- _Data to process_:
──────

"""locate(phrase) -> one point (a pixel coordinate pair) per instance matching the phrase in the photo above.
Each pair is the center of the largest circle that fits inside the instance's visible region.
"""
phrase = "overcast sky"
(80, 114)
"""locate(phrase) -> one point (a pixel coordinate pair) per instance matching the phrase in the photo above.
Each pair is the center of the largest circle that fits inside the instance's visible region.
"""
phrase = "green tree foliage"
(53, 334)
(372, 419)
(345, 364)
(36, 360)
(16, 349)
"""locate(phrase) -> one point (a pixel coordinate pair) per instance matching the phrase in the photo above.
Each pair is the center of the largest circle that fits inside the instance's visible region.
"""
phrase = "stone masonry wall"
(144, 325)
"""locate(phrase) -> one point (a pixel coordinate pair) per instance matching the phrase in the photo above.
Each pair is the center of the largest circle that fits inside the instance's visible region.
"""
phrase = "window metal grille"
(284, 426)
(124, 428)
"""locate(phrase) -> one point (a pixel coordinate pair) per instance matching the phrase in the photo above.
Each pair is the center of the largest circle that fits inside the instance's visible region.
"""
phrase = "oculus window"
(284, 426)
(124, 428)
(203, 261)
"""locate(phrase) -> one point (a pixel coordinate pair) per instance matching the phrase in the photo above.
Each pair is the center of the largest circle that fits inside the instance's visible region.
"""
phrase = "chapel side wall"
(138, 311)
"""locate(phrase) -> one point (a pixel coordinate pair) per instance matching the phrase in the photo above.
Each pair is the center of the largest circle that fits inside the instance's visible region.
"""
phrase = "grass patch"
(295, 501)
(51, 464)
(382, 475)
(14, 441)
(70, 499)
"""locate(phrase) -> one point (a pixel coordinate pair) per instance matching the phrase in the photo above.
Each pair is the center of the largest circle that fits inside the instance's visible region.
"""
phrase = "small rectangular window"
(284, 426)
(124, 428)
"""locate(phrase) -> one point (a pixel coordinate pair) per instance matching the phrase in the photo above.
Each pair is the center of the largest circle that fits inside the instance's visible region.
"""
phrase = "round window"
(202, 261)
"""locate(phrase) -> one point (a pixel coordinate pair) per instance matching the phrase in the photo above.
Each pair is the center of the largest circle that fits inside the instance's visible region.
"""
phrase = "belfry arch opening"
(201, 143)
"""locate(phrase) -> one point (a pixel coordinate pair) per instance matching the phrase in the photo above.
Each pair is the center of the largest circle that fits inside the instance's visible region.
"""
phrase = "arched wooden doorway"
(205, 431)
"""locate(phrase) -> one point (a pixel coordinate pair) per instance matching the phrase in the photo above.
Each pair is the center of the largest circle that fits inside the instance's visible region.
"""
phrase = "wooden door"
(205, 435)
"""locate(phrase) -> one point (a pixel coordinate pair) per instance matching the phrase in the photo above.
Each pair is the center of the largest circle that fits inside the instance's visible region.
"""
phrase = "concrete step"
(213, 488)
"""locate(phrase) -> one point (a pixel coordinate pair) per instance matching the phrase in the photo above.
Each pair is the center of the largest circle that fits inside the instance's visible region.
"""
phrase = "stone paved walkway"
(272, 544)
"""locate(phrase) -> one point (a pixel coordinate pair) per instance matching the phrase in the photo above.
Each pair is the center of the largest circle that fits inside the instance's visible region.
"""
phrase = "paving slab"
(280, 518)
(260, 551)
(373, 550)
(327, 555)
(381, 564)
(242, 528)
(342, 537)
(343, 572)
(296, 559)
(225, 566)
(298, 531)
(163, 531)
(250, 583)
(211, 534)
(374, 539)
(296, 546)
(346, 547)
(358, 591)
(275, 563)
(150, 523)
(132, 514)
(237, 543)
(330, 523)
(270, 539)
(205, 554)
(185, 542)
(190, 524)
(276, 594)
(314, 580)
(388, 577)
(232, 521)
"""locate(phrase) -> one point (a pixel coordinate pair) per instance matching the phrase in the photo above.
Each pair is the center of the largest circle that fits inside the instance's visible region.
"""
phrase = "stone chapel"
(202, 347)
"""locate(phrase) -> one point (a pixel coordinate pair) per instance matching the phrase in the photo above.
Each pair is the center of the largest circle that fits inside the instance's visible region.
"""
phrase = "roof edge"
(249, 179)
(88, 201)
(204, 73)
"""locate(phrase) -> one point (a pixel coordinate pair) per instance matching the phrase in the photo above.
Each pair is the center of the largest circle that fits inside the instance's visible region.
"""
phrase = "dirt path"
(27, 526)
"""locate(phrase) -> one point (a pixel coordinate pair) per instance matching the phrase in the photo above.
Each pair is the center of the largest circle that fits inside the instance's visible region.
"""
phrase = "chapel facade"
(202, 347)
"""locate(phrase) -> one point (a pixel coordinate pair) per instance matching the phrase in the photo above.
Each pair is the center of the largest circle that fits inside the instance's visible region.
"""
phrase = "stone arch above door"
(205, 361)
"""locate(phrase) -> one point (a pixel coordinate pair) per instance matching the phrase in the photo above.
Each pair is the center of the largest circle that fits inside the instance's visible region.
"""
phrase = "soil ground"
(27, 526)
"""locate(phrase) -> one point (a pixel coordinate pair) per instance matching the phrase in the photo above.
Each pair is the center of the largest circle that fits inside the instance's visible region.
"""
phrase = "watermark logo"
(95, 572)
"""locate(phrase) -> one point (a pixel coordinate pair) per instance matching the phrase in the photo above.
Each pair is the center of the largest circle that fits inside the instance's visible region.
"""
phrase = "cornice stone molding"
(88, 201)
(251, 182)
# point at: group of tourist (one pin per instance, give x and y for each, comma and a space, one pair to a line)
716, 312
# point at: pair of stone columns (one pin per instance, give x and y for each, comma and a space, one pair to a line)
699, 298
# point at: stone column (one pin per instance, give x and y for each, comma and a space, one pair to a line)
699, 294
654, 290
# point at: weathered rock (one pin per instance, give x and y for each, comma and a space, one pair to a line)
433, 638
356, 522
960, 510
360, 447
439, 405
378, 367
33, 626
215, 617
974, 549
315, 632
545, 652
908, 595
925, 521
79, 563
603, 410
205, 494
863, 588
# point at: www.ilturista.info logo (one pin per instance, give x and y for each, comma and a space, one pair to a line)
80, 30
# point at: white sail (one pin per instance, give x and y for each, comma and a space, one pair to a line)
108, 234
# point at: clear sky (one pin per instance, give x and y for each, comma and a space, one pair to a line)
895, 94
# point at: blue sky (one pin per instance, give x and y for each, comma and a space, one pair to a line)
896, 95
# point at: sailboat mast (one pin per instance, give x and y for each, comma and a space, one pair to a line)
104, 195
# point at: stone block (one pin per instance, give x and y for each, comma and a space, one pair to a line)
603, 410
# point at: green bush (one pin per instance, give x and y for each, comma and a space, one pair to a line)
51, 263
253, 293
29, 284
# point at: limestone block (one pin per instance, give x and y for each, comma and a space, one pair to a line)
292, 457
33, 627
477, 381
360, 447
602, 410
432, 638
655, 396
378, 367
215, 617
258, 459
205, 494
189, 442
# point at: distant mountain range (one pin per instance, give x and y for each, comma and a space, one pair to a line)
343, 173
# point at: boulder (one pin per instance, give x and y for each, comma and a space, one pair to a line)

──────

Can you write out everything from the line containing "# point at: stone block" down to the end of the items again, "# point at" lines included, with every x and y coordinate shifted up by 88?

# point at: stone block (one pin per instance, give x and y for each, comma and a space, one pair to a line)
691, 498
# point at: green bush (one pin per instance, give x and y for each, comma and a space, one pair to a line)
139, 351
341, 381
117, 372
# point at: limestone block (one pin per instance, give x and y for each, comma and a space, one pair to a line)
380, 545
121, 715
565, 469
448, 535
690, 498
520, 726
743, 484
466, 455
303, 705
346, 547
293, 582
277, 530
# point at: distant mountain range (one pin per instance, give x and y for each, comma and a space, one pair to a line)
431, 261
# point at: boulder (one pin per instance, give x and y for each, comma and a space, one pair to a line)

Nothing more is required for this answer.